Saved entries
· · · ·

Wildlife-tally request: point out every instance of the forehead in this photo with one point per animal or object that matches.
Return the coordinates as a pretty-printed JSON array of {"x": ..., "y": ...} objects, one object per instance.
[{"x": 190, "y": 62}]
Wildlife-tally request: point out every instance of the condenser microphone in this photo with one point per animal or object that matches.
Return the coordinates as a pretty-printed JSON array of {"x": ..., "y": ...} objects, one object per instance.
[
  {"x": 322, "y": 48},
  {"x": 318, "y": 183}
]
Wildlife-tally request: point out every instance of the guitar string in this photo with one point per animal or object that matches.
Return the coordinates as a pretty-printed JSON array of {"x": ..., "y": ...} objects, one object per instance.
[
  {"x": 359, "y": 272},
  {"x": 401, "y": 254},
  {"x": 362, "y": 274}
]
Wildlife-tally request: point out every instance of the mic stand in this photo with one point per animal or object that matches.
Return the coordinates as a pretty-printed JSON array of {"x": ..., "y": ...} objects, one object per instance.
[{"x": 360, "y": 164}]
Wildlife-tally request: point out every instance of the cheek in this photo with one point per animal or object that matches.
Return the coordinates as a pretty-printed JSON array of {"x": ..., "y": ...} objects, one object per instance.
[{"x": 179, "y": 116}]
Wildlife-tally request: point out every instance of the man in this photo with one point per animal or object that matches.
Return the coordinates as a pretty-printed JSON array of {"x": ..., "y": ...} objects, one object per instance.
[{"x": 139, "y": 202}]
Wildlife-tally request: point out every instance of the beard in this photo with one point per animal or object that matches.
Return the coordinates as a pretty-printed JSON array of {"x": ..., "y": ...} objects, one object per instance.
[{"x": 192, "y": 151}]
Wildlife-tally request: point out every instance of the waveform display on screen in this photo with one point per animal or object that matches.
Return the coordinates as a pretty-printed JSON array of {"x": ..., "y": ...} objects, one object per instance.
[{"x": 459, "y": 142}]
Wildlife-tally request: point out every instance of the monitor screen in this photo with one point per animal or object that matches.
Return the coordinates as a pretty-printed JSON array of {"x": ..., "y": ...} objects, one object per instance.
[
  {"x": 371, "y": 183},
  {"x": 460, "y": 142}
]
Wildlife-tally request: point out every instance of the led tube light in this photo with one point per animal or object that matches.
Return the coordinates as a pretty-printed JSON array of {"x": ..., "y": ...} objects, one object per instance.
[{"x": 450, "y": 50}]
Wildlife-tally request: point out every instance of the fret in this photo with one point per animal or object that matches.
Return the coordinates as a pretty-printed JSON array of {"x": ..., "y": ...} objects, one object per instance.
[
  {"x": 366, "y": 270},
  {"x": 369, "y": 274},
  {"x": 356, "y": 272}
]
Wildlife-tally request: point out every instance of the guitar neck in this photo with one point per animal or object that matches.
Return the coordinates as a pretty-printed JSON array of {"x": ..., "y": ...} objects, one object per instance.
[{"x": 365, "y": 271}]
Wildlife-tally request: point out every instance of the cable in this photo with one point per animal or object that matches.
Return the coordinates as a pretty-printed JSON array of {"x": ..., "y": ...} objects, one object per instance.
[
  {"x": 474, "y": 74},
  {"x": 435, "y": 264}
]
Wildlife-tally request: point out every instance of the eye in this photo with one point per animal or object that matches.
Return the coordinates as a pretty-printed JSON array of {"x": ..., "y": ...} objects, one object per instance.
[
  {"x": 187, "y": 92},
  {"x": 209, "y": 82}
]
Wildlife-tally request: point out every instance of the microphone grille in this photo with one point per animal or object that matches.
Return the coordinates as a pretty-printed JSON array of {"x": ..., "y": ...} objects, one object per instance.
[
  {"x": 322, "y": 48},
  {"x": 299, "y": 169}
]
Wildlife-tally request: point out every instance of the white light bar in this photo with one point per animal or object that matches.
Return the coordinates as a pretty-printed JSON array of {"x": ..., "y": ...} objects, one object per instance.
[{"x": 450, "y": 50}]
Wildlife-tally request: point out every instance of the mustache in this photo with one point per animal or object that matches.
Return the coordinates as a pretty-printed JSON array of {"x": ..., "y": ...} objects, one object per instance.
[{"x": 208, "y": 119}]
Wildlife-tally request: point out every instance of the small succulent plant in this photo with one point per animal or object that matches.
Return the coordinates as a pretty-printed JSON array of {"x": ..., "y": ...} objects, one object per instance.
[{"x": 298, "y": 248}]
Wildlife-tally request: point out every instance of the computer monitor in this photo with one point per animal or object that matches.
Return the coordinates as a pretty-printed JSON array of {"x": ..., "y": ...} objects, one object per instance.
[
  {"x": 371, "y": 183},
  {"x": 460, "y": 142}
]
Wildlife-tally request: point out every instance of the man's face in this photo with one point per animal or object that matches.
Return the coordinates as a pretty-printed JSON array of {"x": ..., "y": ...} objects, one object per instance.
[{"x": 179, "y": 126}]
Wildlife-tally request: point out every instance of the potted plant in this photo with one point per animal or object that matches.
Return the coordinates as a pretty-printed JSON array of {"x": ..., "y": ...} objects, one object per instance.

· · · ·

To do.
Reproduce each entry word for word.

Result for this exercise.
Wildlife-tally request: point out every instance of the forehead in this photo with one point per animal or object that matches.
Return the coordinates as a pretty-printed JSON array of {"x": ..., "y": ...} objects, one object per instance.
[{"x": 190, "y": 62}]
Wildlife-tally request: point out every instance of the condenser microphone in this photo with one point per animal or object that matches.
Return the coordinates as a pretty-printed JSON array of {"x": ..., "y": ...} objects, one object per instance.
[
  {"x": 322, "y": 48},
  {"x": 318, "y": 183}
]
Wildlife-tally request: point out every instance of the guitar string in this photo with one point per animal or object that matches.
Return the coordinates as a pretty-printed JSON array of {"x": ..., "y": ...} objects, one object per instance.
[
  {"x": 359, "y": 272},
  {"x": 401, "y": 254},
  {"x": 362, "y": 274}
]
Wildlife-tally request: point out every instance of the mic stand in this photo with one point per animal or object that matches.
Return the coordinates as a pretty-printed JSON array of {"x": ..., "y": ...} objects, one object per instance.
[{"x": 360, "y": 164}]
Wildlife-tally request: point out every instance of the cheek in this photo with one point per animal or object that matches.
Return the coordinates as a pretty-printed JSON array of {"x": ..., "y": ...} objects, one object per instance.
[{"x": 179, "y": 116}]
Wildlife-tally request: point out every instance of the man in this photo with one point per animal or object that matches.
Return the coordinates as a pretty-printed JSON array of {"x": ..., "y": ...} objects, one object per instance.
[{"x": 139, "y": 202}]
Wildlife-tally request: point out every instance of the beard in this photo with one point per animal or object that matches.
Return the coordinates as a pretty-printed JSON array of {"x": ..., "y": ...} objects, one object per instance.
[{"x": 192, "y": 151}]
Wildlife-tally request: point out every instance of the waveform display on screen in this photo with one point per animal or object that matches.
Return the coordinates as a pretty-printed JSON array of {"x": ..., "y": ...} objects, one object per instance.
[{"x": 459, "y": 142}]
Wildlife-tally request: point out every instance of the monitor screen in this photo with one point per animal or object that matches.
Return the coordinates as a pretty-printed JSON array of {"x": ..., "y": ...} objects, one object per instance.
[
  {"x": 371, "y": 183},
  {"x": 460, "y": 142}
]
Wildlife-tally request: point out every instance of the led tube light in this photo with one point per animal or object that matches.
Return the coordinates as a pretty-printed JSON array of {"x": ..., "y": ...} objects, one object per instance.
[{"x": 450, "y": 50}]
Wildlife-tally request: point out every instance of the fret in this photo with one point per animal or object that matches.
Return the coordinates as a pretty-printed JSON array of {"x": ..., "y": ...} objects, one object per instance.
[
  {"x": 366, "y": 270},
  {"x": 369, "y": 274},
  {"x": 356, "y": 272}
]
Wildlife-tally request: point out every instance of the guitar neck in this photo with one point per animal or object that matches.
Return the coordinates as a pretty-printed JSON array of {"x": ..., "y": ...} objects, one object per instance.
[{"x": 365, "y": 271}]
Wildlife-tally request: point out every instance of the cable in this photo with one point per animal or object that matches.
Return the coordinates as a pretty-printed JSON array of {"x": ..., "y": ...} objects, one object per instance.
[
  {"x": 474, "y": 74},
  {"x": 435, "y": 264}
]
Wildlife-tally request: point out every instance of the eye in this photo with one point per animal or object that matches.
Return the coordinates as a pretty-printed JSON array of {"x": ..., "y": ...} objects, one object per instance.
[
  {"x": 187, "y": 92},
  {"x": 209, "y": 82}
]
Wildlife-tally request: point out every instance of the microphone grille in this photo with one point per animal or object that matches.
Return the coordinates as a pretty-printed JSON array of {"x": ..., "y": ...} objects, one object per instance.
[
  {"x": 322, "y": 48},
  {"x": 299, "y": 169}
]
Wildlife-tally request: point out every instance of the white light bar in this photo with one point per animal or object that matches.
Return the coordinates as a pretty-printed JSON array of {"x": ..., "y": ...} objects, one object per instance.
[{"x": 450, "y": 50}]
Wildlife-tally request: point out every instance of the mustache in this photo with one point per animal or object that matches.
Return the coordinates as a pretty-printed JSON array of {"x": ..., "y": ...} objects, one object per instance.
[{"x": 208, "y": 119}]
Wildlife-tally request: point out every instance of the small succulent plant in this photo with one point per animal or object that matches.
Return the coordinates as a pretty-printed JSON array of {"x": ..., "y": ...} objects, one object per instance.
[{"x": 298, "y": 248}]
Wildlife-tally request: point out every instance of the computer monitor in this photo with one point per animal or object that matches.
Return the coordinates as a pretty-printed JSON array of {"x": ..., "y": ...} objects, one object per instance.
[
  {"x": 371, "y": 183},
  {"x": 460, "y": 142}
]
Wildlife-tally request: point out every instance of the man's face in this photo with one point per animal or object that matches.
Return the coordinates as a pretty-printed JSON array of {"x": ..., "y": ...} objects, one object per instance.
[{"x": 179, "y": 126}]
Wildlife-tally request: point out every instance of the potted plant in this photo with one point per animal or object that matches.
Return the coordinates as a pretty-printed JSON array of {"x": ..., "y": ...} objects, one object per instance.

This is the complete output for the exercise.